- _To be done_
With the line containing "Practice. Put a dot on the white house" as the first line and the last line of the records as the final one, reproduce that range exactly.

(Pointing records)
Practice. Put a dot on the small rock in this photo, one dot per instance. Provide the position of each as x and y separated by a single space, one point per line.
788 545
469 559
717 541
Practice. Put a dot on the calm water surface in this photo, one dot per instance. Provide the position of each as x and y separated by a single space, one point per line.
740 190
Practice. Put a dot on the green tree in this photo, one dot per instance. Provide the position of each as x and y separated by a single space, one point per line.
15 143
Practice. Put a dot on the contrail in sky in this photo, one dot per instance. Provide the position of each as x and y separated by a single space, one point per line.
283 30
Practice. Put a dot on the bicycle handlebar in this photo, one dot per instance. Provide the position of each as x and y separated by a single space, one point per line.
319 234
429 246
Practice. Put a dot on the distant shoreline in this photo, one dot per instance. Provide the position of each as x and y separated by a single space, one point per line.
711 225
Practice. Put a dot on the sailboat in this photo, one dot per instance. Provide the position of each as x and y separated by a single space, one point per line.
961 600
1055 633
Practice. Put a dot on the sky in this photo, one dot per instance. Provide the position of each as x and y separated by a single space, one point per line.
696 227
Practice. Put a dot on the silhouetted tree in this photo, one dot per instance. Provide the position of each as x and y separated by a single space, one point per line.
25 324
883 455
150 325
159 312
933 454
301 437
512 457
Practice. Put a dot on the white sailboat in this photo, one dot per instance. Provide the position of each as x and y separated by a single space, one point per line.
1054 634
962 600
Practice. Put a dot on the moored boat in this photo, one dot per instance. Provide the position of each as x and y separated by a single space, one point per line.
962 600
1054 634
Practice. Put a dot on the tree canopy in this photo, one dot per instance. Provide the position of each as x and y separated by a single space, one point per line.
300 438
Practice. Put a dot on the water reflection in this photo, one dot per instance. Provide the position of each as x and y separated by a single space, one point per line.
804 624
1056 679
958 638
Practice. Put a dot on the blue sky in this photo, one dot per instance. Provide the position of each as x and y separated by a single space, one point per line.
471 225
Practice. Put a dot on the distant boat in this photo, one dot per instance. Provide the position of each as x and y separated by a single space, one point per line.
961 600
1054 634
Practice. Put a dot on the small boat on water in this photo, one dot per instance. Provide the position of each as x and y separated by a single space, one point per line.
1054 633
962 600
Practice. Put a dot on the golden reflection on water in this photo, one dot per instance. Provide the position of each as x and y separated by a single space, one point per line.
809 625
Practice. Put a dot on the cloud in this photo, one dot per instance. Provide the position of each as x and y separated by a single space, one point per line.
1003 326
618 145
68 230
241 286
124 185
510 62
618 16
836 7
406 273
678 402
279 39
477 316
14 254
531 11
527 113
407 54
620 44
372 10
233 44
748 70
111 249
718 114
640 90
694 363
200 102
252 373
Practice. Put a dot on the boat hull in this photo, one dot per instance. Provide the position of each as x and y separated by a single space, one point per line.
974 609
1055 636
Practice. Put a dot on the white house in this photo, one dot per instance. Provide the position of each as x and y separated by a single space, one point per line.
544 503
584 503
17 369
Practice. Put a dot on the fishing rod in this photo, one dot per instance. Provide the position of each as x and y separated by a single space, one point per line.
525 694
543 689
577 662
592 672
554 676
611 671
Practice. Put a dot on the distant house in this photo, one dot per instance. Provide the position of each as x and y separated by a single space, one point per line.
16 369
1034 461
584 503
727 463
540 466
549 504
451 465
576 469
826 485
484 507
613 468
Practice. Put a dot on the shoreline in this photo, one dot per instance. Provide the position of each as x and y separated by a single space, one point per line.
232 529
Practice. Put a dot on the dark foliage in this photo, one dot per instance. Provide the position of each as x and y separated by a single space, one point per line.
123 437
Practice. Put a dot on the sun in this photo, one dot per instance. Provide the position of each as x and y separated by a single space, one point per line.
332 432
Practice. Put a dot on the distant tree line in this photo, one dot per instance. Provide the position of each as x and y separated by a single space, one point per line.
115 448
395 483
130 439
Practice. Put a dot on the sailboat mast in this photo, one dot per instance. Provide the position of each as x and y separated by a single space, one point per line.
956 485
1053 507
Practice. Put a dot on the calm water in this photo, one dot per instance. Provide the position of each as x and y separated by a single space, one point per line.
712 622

- _Answer to the problem_
Practice. Put a dot on the white house in this photo, one dot per instance. Provide the position of each as x and y separated by a single space, one point per line.
544 503
584 503
17 369
Practice. Put a dot on the fishing rod in this photo, one dot per instance. Provide the position of each as x and y separated by a single space, one point per line.
525 694
543 689
577 662
592 672
554 676
611 671
Practice. Put a dot on the distant house in this photo, one dot per instance. Provide the position of each as x and y separated by a single space, one point per line.
16 369
1034 461
584 503
727 463
540 466
549 504
451 465
576 469
826 485
484 507
613 468
Practice. Put a dot on the shoreline in this photo, one dot per instance. Provide the position of each as x and y separated by a single space, one point per line.
232 529
Practice. Put a dot on the dark foliage in this photo, one dot per instance. Provide the position of each as x and y separated by a single space, one point per line.
123 437
Practice. Put a dot on the sun in this photo, one dot per instance. Provide the position of each as x and y separated by a single space, one point per line.
332 432
Practice. Put a dot on the distant tree line in this photo, one dot per instance. Provide the position of each as x and y separated by a single space, one point per line.
115 448
395 483
130 439
Practice. Put a dot on the sailboat mast in this photo, one dot per instance. Provide the position of each as x and y separated by a single space, one point per line.
956 485
1053 507
Practice. Put a dot on the calm water in this photo, one dot per instance. Provide the position of each as x and y separated by a single space, one point per line.
712 622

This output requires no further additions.